▸ **TEXT SHOWN**
⁂

[Beowulf] GPU's - was Westmere EX

Gus Correa gus at ldeo.columbia.edu
Thu Apr 7 18:03:07 PDT 2011

Thank you for the information about AMD-CAL and the AMD GPUs.
Does AMD plan any GPU product with 64-bit and ECC,
similar to Tesla/Fermi?

The lack of a language standard may still be a hurdle here.
I guess there were old postings here about CUDA and OpenGL.
What fraction of the (non-gaming) GPU code is being written these days
in CUDA, in AMD-CAL, and in OpenCL (if any), or perhaps using
compiler directives like those in the PGI compilers?

Thank you,
Gus Correa

Vincent Diepeveen wrote:
> On Apr 7, 2011, at 6:25 PM, Gus Correa wrote:
>> Vincent Diepeveen wrote:
>>> GPU monster box, which is basically a few videocards inside such a
>>> box stacked up a tad, wil only add a couple of
>>> thousands.
>> This price may be OK for the videocard-class GPUs,
>> but sounds underestimated, at least for Fermi Tesla.
> Tesla (448 cores @ 1.15Ghz, 3GB ddr5) : $2.200
> note there is a 6 GB version, not aware of price will be $$$$ i bet.
> or AMD 6990 (3072 PE's @ 0.83Ghz, 4GB ddr5) : 519 euro
> 8 socket Nehalem-ex, 512GB ram DDR3, basic configuration, $205k.
> Factor 100 difference to those cards.
> A couple of thousands versus a couple of hundreds of thousands.
> Hope i made my point clear.
>> Last I checked, a NVidia S2050 pizza box with four Fermi Tesla C2050,
>> with 448 cores and 3GB RAM per GPU, cost around $10k.
>> For the beefed up version with with C2070 (6GB/GPU) it bumps to ~$15k.
>> If you care about ECC, that's the price you pay, right?
> When fermi released it was a great gpu.
> Regrettably they lobotomized the gamers card's double precision as i 
> understand,
> So it hardly has double precision capabilities; if you go for nvidia you 
> sure need a Tesla,
> no question about it.
> As a company i would buy in 6990's though, they're a lot cheaper and 
> roughly 3x faster
> than the Nvidia's (for some more than 3x for other occassions less than 
> 3x, note the card
> has 2 GPU's and 2 x 2GB == 4 GB ram on board so 2GB per gpu).
> 3072 cores @ 0.83Ghz with 50% of 'em 32 bits multiplication units for AMD
> versus 448 cores nvidia with 448 execution units of 32 bits multiplication.
> Especially because multiplication has improved a lot.
> Already having written CUDA code some while ago, i wanted the cheap 
> gamers card with big
> horse power now at home so  i'm toying on a 6970 now so will be able to 
> report to you what is possible to
> achieve at that card with respect to prime numbers and such.
> I'm a bit amazed so little public initiatives write code for the AMD gpu's.
> Note that DDR5 ram doesn't have ECC by default, but has in case of AMD a 
> CRC calculation
> (if i understand it correctly). It's a bit more primitive than ECC, but 
> works pretty ok and shows you
> also when problems occured there, so figuring out remove what goes on is 
> possible.
> Make no mistake that this isn't ECC.
> We know some HPC centers have as a hard requirement ECC, only nvidia is 
> an alternative then.
> In earlier posts from some time ago and some years ago i already wrote 
> on that governments should
> adapt more to how hardware develops rather than demand that hardware has 
> to follow them.

⁂

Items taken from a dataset
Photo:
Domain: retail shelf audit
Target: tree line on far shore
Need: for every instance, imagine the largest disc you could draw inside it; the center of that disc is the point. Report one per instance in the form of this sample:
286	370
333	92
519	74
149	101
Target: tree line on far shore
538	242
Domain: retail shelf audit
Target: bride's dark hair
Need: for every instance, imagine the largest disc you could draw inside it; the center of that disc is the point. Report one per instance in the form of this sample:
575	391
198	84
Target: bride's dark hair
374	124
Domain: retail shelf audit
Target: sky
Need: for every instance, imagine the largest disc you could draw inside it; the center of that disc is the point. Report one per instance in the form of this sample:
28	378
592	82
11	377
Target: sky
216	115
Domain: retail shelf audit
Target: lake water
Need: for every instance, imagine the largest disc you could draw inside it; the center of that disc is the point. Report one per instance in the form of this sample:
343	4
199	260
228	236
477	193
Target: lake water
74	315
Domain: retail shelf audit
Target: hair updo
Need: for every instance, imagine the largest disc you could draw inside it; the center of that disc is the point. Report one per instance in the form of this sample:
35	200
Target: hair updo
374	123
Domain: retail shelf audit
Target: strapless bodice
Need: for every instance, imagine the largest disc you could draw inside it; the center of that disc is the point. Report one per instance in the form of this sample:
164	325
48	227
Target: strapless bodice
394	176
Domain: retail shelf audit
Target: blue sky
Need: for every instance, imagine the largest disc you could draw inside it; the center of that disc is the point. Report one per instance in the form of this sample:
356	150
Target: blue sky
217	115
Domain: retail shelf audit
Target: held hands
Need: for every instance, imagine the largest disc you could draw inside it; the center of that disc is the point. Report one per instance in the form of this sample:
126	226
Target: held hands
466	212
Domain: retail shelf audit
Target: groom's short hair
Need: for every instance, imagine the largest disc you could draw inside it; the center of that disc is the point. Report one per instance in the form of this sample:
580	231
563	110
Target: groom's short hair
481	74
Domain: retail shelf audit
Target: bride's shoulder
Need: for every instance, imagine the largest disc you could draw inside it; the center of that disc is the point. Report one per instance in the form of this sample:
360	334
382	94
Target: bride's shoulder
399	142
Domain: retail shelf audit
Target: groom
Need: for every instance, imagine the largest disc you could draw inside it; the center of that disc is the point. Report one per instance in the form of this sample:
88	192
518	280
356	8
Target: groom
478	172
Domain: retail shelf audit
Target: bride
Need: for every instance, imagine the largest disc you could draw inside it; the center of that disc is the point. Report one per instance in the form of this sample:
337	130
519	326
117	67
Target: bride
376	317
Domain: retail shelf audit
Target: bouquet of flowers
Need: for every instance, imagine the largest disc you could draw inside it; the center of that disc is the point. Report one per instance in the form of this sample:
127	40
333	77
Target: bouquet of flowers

⁂

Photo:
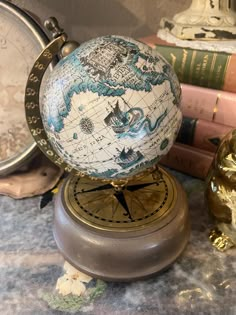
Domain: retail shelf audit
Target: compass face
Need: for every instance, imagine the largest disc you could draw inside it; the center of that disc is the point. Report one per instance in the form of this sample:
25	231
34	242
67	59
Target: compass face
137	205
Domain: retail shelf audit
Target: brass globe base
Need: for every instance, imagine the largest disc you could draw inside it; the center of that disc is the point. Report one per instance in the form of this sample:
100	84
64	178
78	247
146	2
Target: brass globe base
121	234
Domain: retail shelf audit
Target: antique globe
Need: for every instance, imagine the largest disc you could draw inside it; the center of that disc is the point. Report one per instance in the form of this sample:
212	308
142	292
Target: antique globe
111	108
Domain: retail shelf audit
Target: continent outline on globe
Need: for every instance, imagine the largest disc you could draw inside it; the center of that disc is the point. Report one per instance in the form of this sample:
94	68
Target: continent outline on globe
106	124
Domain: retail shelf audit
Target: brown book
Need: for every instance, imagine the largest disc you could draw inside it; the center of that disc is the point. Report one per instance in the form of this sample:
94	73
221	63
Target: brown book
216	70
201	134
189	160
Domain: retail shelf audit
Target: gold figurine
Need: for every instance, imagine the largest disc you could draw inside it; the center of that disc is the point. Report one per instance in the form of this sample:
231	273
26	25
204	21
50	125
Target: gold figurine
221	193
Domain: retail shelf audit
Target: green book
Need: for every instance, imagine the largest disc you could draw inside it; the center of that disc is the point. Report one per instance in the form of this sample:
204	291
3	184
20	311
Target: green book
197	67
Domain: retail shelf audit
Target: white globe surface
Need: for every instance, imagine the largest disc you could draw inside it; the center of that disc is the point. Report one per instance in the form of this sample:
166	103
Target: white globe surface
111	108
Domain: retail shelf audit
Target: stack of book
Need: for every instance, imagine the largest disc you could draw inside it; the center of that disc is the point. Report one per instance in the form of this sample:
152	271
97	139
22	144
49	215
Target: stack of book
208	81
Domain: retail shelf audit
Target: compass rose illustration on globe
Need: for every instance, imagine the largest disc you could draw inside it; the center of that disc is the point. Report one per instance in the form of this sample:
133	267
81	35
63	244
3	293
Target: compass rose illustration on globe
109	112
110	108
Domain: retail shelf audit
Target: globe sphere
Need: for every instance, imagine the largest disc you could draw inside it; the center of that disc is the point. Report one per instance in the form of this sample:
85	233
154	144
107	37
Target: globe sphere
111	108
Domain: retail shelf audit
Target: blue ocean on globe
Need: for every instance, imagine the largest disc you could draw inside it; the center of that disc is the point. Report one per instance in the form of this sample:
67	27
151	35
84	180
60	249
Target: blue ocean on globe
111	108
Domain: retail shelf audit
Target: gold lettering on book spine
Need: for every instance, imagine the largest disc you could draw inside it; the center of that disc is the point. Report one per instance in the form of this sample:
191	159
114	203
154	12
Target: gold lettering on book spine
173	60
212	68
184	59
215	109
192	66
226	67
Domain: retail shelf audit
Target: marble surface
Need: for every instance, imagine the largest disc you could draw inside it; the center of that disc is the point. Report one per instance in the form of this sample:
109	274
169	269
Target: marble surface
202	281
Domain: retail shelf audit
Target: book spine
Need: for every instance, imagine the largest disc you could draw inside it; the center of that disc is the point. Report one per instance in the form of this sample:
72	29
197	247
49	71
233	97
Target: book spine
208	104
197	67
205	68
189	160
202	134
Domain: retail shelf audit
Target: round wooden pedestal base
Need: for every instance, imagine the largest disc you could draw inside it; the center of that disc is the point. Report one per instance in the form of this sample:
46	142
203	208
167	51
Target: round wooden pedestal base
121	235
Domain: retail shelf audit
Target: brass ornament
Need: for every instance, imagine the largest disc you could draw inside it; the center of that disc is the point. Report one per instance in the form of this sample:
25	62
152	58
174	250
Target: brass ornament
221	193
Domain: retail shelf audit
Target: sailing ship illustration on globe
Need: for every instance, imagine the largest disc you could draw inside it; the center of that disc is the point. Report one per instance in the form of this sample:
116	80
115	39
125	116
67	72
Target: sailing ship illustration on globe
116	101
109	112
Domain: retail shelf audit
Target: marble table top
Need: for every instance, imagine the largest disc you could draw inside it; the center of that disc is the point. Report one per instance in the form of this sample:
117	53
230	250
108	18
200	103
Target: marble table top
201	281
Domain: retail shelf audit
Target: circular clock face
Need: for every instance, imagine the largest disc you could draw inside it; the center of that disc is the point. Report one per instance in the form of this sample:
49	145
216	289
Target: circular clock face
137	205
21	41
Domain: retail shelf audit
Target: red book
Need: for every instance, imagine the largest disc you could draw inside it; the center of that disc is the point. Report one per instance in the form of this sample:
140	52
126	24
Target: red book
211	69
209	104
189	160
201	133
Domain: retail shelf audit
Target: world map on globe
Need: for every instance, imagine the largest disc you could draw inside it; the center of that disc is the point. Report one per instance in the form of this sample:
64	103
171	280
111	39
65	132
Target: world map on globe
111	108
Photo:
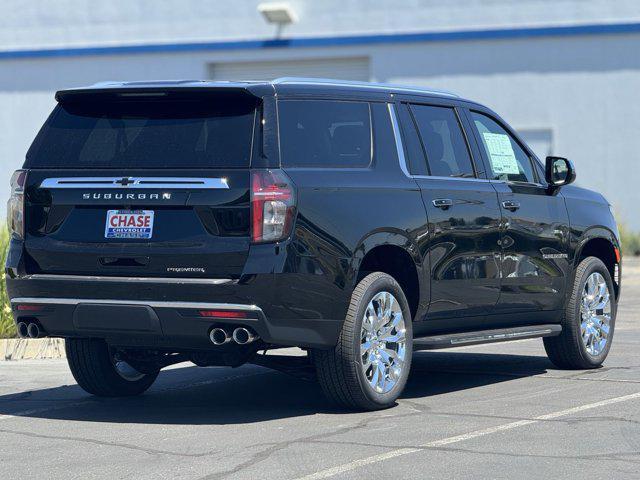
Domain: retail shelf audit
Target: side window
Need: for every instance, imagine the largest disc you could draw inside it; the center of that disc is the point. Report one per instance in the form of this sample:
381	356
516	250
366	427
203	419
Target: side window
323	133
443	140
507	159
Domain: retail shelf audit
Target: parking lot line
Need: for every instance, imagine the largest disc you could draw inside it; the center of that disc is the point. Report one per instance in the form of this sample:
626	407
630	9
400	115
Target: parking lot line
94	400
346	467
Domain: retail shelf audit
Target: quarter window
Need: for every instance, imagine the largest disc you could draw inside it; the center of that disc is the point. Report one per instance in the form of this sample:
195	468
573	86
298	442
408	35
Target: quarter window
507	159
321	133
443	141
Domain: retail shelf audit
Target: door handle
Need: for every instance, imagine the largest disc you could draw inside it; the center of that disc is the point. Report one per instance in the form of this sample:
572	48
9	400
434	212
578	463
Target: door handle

⁂

▸ **THE REQUEST**
Does the GPU thread agree with each statement below? Answer yes or no for each, quoting the thread's deciding words.
1. The AMD 6990 card has 2GB of RAM per GPU.
2. DDR5 RAM has ECC by default.
3. An NVidia S2050 pizza box with four Fermi Tesla C2050 cards cost around $15k.
The records aren't needed here.

▸ **OUTPUT FOR THIS EXERCISE**
1. Yes: "2 x 2GB == 4 GB ram on board so 2GB per gpu"
2. No: "Note that DDR5 ram doesn't have ECC by default"
3. No: "cost around $10k."